Phrase grounding data
○ ○ ○ ○ ○
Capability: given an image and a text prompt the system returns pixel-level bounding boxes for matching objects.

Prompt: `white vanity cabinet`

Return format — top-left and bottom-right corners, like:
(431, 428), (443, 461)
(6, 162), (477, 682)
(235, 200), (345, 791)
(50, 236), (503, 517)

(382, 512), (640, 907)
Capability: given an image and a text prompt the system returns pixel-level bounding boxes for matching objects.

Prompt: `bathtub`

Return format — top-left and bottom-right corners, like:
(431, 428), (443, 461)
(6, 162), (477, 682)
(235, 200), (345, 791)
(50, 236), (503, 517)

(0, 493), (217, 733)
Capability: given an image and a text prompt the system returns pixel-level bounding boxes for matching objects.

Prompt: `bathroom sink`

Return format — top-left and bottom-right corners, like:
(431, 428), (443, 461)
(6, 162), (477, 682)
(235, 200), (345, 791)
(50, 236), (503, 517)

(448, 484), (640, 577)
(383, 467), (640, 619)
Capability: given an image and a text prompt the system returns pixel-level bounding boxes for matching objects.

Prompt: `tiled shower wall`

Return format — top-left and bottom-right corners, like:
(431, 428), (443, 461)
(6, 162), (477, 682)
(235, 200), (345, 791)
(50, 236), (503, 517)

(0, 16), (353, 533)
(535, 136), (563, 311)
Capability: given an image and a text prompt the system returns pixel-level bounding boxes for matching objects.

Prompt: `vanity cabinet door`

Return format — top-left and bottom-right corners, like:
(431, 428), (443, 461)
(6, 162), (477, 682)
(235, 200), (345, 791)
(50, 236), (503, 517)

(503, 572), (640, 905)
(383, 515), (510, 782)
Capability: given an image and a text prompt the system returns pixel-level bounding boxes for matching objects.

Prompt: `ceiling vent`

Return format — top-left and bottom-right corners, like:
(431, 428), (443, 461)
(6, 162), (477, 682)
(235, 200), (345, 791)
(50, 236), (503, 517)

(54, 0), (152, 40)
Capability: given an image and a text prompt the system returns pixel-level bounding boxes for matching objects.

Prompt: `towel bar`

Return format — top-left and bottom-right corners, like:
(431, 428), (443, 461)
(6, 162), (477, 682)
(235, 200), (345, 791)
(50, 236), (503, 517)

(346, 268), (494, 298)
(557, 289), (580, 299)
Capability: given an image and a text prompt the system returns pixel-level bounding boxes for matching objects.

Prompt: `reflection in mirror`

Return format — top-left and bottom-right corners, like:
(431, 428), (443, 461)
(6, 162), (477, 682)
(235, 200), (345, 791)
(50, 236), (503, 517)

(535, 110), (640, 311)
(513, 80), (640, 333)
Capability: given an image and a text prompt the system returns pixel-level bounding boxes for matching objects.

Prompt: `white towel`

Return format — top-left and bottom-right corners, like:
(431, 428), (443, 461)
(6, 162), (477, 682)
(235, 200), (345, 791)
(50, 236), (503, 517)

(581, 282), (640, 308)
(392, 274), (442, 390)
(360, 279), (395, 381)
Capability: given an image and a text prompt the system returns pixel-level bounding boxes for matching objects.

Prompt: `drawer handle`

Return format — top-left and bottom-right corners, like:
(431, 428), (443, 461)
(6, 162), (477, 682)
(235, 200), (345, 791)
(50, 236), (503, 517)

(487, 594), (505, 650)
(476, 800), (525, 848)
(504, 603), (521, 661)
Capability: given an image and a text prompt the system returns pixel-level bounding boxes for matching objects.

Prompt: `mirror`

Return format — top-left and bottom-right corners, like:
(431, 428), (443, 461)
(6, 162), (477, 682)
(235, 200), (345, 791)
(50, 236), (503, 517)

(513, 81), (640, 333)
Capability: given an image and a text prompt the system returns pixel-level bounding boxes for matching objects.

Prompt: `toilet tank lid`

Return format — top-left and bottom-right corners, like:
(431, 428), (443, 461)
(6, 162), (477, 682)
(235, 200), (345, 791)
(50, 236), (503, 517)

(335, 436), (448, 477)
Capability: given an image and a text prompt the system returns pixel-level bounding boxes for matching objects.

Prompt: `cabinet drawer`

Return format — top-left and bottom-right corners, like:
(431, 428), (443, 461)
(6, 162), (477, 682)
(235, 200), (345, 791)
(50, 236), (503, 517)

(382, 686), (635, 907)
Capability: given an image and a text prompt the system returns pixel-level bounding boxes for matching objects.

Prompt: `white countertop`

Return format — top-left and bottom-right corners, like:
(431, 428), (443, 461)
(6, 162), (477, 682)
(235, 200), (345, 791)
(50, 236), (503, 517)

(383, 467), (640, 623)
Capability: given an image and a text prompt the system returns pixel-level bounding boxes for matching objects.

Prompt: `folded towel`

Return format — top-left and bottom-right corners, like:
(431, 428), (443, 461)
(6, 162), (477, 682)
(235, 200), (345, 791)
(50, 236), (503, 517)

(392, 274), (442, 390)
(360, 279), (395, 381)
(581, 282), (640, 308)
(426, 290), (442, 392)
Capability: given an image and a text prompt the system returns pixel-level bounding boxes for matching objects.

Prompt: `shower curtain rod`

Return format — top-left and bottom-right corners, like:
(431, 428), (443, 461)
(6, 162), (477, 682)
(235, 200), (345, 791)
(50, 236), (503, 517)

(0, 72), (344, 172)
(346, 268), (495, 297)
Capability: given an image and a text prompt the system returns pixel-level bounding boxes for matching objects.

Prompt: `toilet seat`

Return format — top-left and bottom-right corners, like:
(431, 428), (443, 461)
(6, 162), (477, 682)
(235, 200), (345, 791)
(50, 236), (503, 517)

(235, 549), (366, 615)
○ ○ ○ ○ ○
#### [What the task asks]
The expected output is every record, repeated exactly.

#### [Answer space]
Capability: given an image and a text prompt the system returns pixel-level bounding boxes for matching objects.

Prompt: `white vanity cabinet`

Return format — top-left and bottom-right corners, like:
(431, 428), (443, 461)
(6, 162), (477, 682)
(235, 200), (345, 791)
(50, 236), (503, 517)

(382, 512), (640, 907)
Capability: given an image and a text prompt the system returns pixel-level bounding boxes for matching objects.

Prompt: `bathtub`

Return format — top-left and bottom-right corners, like:
(431, 428), (443, 461)
(6, 162), (477, 682)
(235, 200), (345, 791)
(50, 236), (503, 517)

(0, 493), (217, 733)
Capability: given an image and a text prompt the system returns pixel-level bounding boxes for matching objects.

Prompt: `bathroom sink`

Return format — top-left and bottom-right corners, like:
(431, 428), (443, 461)
(6, 162), (477, 682)
(235, 200), (345, 791)
(50, 236), (503, 517)

(448, 484), (640, 577)
(383, 467), (640, 619)
Capability: given an image and a text prompt the system returns pixel-level bounding boxes for matching objects.

Prompt: `tiled shower wall`

Return format — top-left and bottom-right corners, like:
(431, 428), (443, 461)
(6, 162), (477, 682)
(235, 200), (345, 791)
(50, 236), (503, 517)

(0, 16), (353, 533)
(535, 136), (563, 311)
Capability: given an image and a text prompt the system returns pixel-level bounding boxes for matching objects.

Prompt: `vanity cabinet door`

Return format — top-left and bottom-right corners, like:
(431, 428), (443, 461)
(6, 162), (477, 682)
(235, 200), (345, 791)
(50, 236), (503, 517)

(503, 572), (640, 905)
(383, 515), (510, 782)
Capability: given an image and a text prompt the system returns pixel-level bounding boxes for matching objects.

Prompt: `ceiling vent`

Return format — top-left and bottom-right corners, like:
(431, 428), (443, 461)
(6, 162), (477, 682)
(235, 200), (345, 791)
(50, 236), (503, 517)

(54, 0), (152, 40)
Capability: given an image and a text prompt the system returns pixel-level bounding boxes for matching objects.

Prompt: `towel bar`

Return format — top-left and bottom-right corners, like:
(431, 428), (443, 461)
(6, 162), (477, 682)
(235, 200), (345, 791)
(50, 236), (503, 517)

(346, 268), (494, 298)
(557, 289), (580, 299)
Capability: given an image and a text prompt the system returns pixel-level bounding boxes for matching objects.

Prompt: `reflection in mirror`

Return format — top-left and bottom-right corners, like:
(431, 428), (443, 461)
(6, 162), (477, 682)
(235, 200), (345, 791)
(50, 236), (503, 517)

(535, 110), (640, 311)
(513, 80), (640, 333)
Capability: given an image and a text prompt the system returns pixel-level bounding boxes for matching objects.

Prompt: `white towel`

Return format — top-left and bottom-right corners, like:
(431, 428), (443, 461)
(6, 162), (477, 682)
(235, 200), (345, 791)
(50, 236), (503, 517)

(581, 282), (640, 308)
(392, 274), (442, 390)
(360, 279), (395, 381)
Capability: given an image and a text prompt the system returns pixel-level bounding boxes for matching objects.

Prompt: `drawer handle`

Return format — top-left and bottom-right corners, like:
(431, 428), (443, 461)
(6, 162), (477, 682)
(235, 200), (345, 791)
(50, 236), (503, 517)

(487, 594), (505, 650)
(476, 800), (525, 848)
(504, 603), (521, 661)
Capability: given an image and a text prompt the system returns pixel-level bounding boxes for matching objects.

Prompt: `mirror`

Return format — top-left and bottom-right corners, like:
(431, 428), (443, 461)
(6, 162), (477, 682)
(235, 200), (345, 791)
(50, 236), (503, 517)

(513, 81), (640, 333)
Capability: given an image and a text prompt the system returns pixel-level bounding boxes for matching objects.

Prompt: `toilet tank lid`

Return format — top-left and bottom-right corners, like:
(431, 428), (443, 461)
(6, 162), (477, 682)
(235, 200), (345, 791)
(50, 236), (503, 517)

(335, 436), (448, 477)
Capability: given an image and a text prompt the system returns pixel-level bounding boxes for matching objects.

Prompt: `cabinet drawer`

Return format — top-left and bottom-right corners, like:
(431, 428), (443, 461)
(6, 162), (477, 682)
(235, 200), (345, 791)
(50, 236), (503, 517)

(382, 686), (635, 907)
Capability: given an image and a text prompt the system returns pixel-level bounding boxes for matching objects.

Prompt: `white countertop`

Return format — top-left and bottom-right corners, like:
(431, 428), (443, 461)
(6, 162), (477, 682)
(235, 200), (345, 791)
(50, 236), (503, 517)

(383, 467), (640, 623)
Capability: given an image and a text prompt the system returns pixel-level bounding boxes for matching objects.

Prompt: `folded towel`

Return format — top-left and bottom-right corners, like:
(431, 428), (443, 461)
(6, 162), (477, 682)
(235, 200), (345, 791)
(50, 236), (503, 517)

(392, 274), (442, 390)
(360, 279), (395, 381)
(581, 282), (640, 308)
(426, 290), (442, 392)
Capability: given an image and a text prompt the system returns pixel-level bounding boxes for matching objects.

Prompt: `shower curtain rod`

Return format — top-left and bottom-right corners, like:
(431, 428), (443, 461)
(6, 162), (477, 682)
(235, 200), (345, 791)
(50, 236), (503, 517)

(0, 72), (344, 172)
(346, 268), (495, 297)
Capability: given an image and a text prompt the system returns pixel-level bounding boxes for matching objects.

Prompt: `toilet seat`

Return format — top-left and bottom-right corners, like:
(431, 428), (443, 461)
(6, 162), (477, 682)
(235, 200), (345, 791)
(50, 236), (503, 517)

(235, 549), (366, 615)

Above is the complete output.